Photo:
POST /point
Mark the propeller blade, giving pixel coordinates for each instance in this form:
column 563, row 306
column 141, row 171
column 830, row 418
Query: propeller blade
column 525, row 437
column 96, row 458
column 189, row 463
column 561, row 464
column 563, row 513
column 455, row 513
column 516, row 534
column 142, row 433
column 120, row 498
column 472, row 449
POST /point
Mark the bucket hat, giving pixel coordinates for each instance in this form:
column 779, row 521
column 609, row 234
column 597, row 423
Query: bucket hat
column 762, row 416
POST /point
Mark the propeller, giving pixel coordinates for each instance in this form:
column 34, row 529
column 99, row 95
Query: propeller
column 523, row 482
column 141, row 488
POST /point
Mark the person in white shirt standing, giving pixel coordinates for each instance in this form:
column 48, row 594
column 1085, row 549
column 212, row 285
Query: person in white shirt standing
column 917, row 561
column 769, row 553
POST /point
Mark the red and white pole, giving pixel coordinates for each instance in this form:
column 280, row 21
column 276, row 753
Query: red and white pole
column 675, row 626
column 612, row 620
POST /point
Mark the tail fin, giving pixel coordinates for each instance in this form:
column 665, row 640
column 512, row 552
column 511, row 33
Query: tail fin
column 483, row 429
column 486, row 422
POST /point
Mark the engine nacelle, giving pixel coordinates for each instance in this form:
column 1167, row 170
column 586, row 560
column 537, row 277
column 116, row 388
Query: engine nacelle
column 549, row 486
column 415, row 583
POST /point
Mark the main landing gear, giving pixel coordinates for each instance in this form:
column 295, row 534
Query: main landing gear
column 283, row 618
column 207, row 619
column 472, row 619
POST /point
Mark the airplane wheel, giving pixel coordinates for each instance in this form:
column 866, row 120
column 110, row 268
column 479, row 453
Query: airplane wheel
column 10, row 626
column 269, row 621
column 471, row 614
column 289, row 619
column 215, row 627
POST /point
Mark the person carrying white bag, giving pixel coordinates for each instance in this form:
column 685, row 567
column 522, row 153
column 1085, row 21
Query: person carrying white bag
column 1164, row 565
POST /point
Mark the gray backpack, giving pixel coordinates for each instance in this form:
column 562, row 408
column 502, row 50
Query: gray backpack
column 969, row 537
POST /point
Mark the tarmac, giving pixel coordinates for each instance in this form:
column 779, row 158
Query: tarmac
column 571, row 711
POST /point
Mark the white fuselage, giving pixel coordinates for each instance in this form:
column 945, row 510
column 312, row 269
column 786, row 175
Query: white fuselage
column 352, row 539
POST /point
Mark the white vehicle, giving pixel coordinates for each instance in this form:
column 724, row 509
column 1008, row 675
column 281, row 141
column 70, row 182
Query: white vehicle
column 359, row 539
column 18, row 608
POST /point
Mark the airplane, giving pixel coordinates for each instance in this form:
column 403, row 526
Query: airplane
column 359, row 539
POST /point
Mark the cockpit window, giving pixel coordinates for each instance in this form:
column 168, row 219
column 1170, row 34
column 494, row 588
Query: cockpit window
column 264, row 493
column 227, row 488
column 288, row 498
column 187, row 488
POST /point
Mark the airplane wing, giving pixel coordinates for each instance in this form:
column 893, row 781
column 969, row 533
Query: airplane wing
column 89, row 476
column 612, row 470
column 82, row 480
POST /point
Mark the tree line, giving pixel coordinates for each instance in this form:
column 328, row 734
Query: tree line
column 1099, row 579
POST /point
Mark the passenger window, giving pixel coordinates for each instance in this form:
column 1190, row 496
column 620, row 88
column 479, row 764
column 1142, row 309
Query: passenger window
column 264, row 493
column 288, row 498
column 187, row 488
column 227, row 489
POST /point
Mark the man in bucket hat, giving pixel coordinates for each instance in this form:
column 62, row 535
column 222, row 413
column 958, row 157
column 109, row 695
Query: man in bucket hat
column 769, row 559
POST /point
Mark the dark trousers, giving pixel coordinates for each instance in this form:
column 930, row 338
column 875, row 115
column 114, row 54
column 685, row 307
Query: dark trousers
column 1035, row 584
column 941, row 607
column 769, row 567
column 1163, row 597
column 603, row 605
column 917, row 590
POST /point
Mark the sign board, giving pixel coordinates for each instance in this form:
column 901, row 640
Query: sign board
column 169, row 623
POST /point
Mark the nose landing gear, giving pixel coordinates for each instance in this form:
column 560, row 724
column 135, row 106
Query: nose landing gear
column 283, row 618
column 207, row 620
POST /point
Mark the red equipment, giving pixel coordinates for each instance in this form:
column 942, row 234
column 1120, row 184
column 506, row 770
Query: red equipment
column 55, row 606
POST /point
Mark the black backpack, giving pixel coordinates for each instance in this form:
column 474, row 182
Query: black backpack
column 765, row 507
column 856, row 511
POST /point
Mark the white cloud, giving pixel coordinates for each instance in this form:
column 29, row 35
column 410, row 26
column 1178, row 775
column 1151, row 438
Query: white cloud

***

The lines to report are those in the material above that contain the word "cloud"; copy every one of them.

Written response:
Mark the white cloud, giving pixel coordinates for each instance in this form:
Query: white cloud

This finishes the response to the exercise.